Exercise prompt >>
Go through the entries and transcribe each one exactly, dropping the pictures.

Listed entries >>
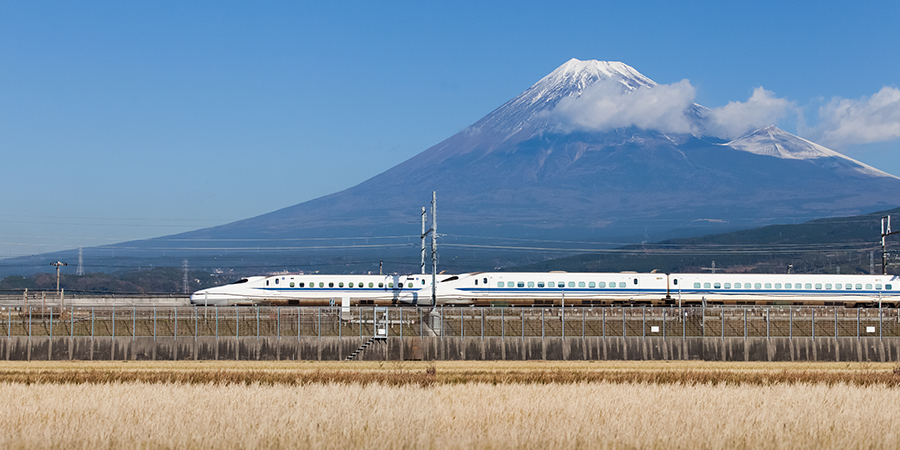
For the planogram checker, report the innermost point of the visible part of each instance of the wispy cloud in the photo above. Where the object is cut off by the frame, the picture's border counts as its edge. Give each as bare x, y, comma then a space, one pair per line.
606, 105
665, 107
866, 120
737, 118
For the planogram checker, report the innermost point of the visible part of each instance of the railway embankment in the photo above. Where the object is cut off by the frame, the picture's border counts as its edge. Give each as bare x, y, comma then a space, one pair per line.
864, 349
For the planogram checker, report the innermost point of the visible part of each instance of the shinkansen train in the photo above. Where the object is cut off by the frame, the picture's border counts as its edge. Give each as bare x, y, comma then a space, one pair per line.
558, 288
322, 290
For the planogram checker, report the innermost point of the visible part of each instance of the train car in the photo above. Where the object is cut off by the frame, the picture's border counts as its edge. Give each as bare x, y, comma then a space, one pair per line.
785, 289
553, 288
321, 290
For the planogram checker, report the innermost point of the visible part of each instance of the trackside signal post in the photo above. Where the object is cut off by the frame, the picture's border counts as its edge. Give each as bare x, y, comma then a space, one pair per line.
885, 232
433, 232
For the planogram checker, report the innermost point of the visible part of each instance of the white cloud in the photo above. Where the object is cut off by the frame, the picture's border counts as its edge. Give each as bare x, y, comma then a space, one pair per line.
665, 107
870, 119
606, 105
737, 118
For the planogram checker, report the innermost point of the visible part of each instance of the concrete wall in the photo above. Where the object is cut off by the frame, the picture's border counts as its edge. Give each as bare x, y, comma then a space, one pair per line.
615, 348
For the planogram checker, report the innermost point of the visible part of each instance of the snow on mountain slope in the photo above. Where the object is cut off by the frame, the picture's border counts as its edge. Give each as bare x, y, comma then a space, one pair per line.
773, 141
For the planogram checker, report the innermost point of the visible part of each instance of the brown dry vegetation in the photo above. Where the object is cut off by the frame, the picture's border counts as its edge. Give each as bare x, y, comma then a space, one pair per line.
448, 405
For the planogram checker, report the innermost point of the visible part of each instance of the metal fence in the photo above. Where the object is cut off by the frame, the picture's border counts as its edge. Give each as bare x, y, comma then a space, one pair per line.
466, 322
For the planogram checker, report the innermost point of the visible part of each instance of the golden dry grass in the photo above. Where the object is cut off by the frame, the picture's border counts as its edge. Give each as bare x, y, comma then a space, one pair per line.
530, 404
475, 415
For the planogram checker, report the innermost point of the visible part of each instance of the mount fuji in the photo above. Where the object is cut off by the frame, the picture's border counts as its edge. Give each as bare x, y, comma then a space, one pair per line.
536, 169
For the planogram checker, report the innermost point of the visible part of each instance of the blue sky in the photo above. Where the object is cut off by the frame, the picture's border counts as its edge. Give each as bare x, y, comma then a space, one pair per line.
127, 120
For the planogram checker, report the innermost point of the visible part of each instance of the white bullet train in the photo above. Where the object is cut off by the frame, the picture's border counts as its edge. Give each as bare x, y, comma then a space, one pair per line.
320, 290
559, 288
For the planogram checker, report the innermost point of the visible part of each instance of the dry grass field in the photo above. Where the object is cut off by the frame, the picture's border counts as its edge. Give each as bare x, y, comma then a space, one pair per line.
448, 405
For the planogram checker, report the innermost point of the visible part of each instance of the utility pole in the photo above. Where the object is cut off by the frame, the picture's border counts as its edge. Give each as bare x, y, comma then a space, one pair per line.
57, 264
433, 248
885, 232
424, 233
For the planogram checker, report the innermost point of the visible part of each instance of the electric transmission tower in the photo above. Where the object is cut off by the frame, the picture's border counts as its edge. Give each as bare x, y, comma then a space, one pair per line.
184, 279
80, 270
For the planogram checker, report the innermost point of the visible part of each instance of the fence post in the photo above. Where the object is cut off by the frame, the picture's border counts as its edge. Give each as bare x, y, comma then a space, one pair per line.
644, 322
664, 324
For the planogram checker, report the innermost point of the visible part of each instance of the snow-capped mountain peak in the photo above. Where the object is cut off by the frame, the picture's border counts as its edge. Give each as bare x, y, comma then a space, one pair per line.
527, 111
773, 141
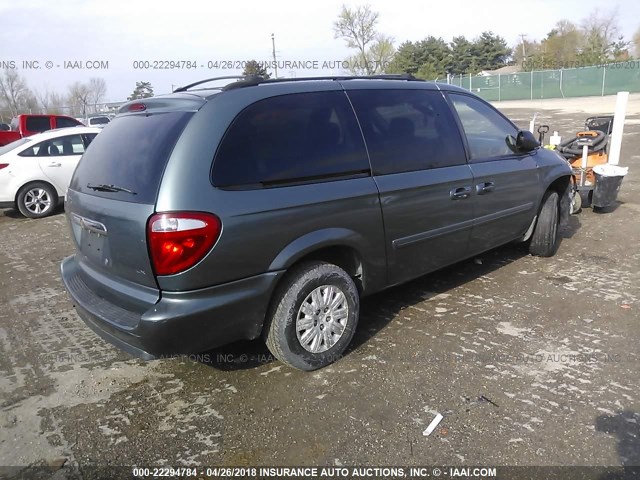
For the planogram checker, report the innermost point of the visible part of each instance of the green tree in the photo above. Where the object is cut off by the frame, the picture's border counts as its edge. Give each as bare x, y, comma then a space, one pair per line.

Task response >>
For the planogram checker, report the innermost point of the visible part of each instance of the wispy cloud in the photo above. Where the object is cut off by the frame, the picture's border counts as its edge. Give each as bare x, y, comma then a space, one pair per line.
606, 105
665, 107
866, 120
737, 118
For the planogram checker, report the innermost point of the visible part of each instance of the railway embankment in the photo above. Where the object is cut off by the frame, the picture's border counts as its edge. Give each as bare x, y, comma then a space, one pair per line.
864, 349
For the planogram checker, report the innermost point of the visible part of each instance of the shinkansen train in the photo above. Where the object is cut off by the frame, the picture's border counts as its edge. Give each as bare x, y, comma then a space, one pair per line.
558, 288
322, 290
For the planogram checker, report the innermost point of the visible part of each instance of the train car in the photo above. Where the object is cut off by the frame, the picture's border counts as its edge. Give each as bare x, y, comma then a space, one pair per line.
785, 289
553, 288
321, 290
For the planogram checker, report the innermost point of the visible part of each instance of the trackside signal post in the photo above. Where the object is cut off by the frame, the picture's border counts as its edge. Give each as bare x, y, comma then a space, one pair per line.
885, 232
433, 232
For the planogram checker, report the innermost point of the visible part of each instance of the white cloud in the photo above. Where the object is cut off by the frame, the picture's border counts as its edge. Give each as bare x, y, comma then a space, one pair per line.
665, 107
870, 119
606, 105
737, 118
For the planogram checker, report the innermost point of the visible part of each instance of the concrete wall in the photo above. Where the object is cut off by the frame, the picture's border counts as its edge. Give each as bare x, y, comma then a space, one pair per line.
615, 348
For the planogram checker, report the innermost point of the visible part of each instance of the snow on mountain slope in the photo above. Where the object is cut off by the frame, the picture's border counts as its edge. Give each as bare x, y, comma then a space, one pair per line.
773, 141
For the planogram checker, report the innermost point of the visible part of each instance of the brown dry vegetation in the photo above. Where the object is cut off by the frame, the picture's border counts as its edge. Give each as bare x, y, comma then a space, one pair per line.
448, 405
For the planogram checker, report the innermost point of the visible part of each instance of the metal fence in the photo above. Where the object is cut off by the frame, the picture's border counts as its edge. Give each as bare x, y, comma then a space, one pair per line.
466, 322
For the planogram checker, report the innermost point of the visible part of each instance of the golden dry grass in the photo above. Where the object is cut off by the frame, the picture's border counts as its edge. Give each as bare x, y, comma then a space, one pair per line.
530, 404
475, 415
For the planogram checker, report the innermost point of the visible part of each instance of the mount fuji in the photo above. Where the object is cut off by the frame, the picture's border counts as its edge. Give each as bare x, y, comma then a space, one pair per line.
536, 169
For the planogram checker, report the innermost point of the visible part of each instance of the blue sky in the photo above. Where the object is cut off by the frame, the picture's border counts as its edge. Give each as bare x, y, comma then a space, one pair per line.
127, 120
For the planogram checker, report the innermost point of the visible part of each instance of the white bullet train in the photo above. Where the object is cut off by the frame, the picture's border counts as its edge. Give each as bare x, y, comma then a space, one pair per line.
320, 290
559, 288
For the planogram checker, report the innermost point of the visible part of each instance of the dry grass field in the photo above. Where the object is cut off by the frame, the picture's border counts as its edge. Give each as bare x, y, comma then a space, one pair per line.
448, 405
For the planogram checker, report the innermost point of the visible part of each instance of the utility pole in the photo above. Where the object is cut off by the frame, the picture's border counts as its edge. Give each as bare x, y, comma then a space, one pair per line.
57, 264
433, 248
885, 232
424, 233
For the planogram checker, report the innermost point of the visible part of each instance of the electric transmission tower in the photo above. Where the object is cut off by the frame, the picture's border counts as its edge. Give each as bare x, y, comma then a space, one pair per line.
184, 279
80, 270
For the planogram checker, report the innermost point of the visible part of each instance of the fence post in the photo above. Where the object is cut off by the frame, the picture's border counts as its edge. Give each as bare x, y, comma then a space, one pair per line.
644, 322
664, 324
For the planogram checker, report the innermost point of the visible part of each instance of the snow-capped mountain peak in the photo above. Where the object is cut off by the frame, the picture's border counts as its edge. Give each as bare x, y, comma then a space, one pair per line.
527, 111
773, 141
For the planogram checker, report the innermost point of the visible part of each instance of the green tree in the photo above. Where the object is cut off by the frame, the picture's border counts as its edge. Give each as bare x, y, comma then a space, one pair per line.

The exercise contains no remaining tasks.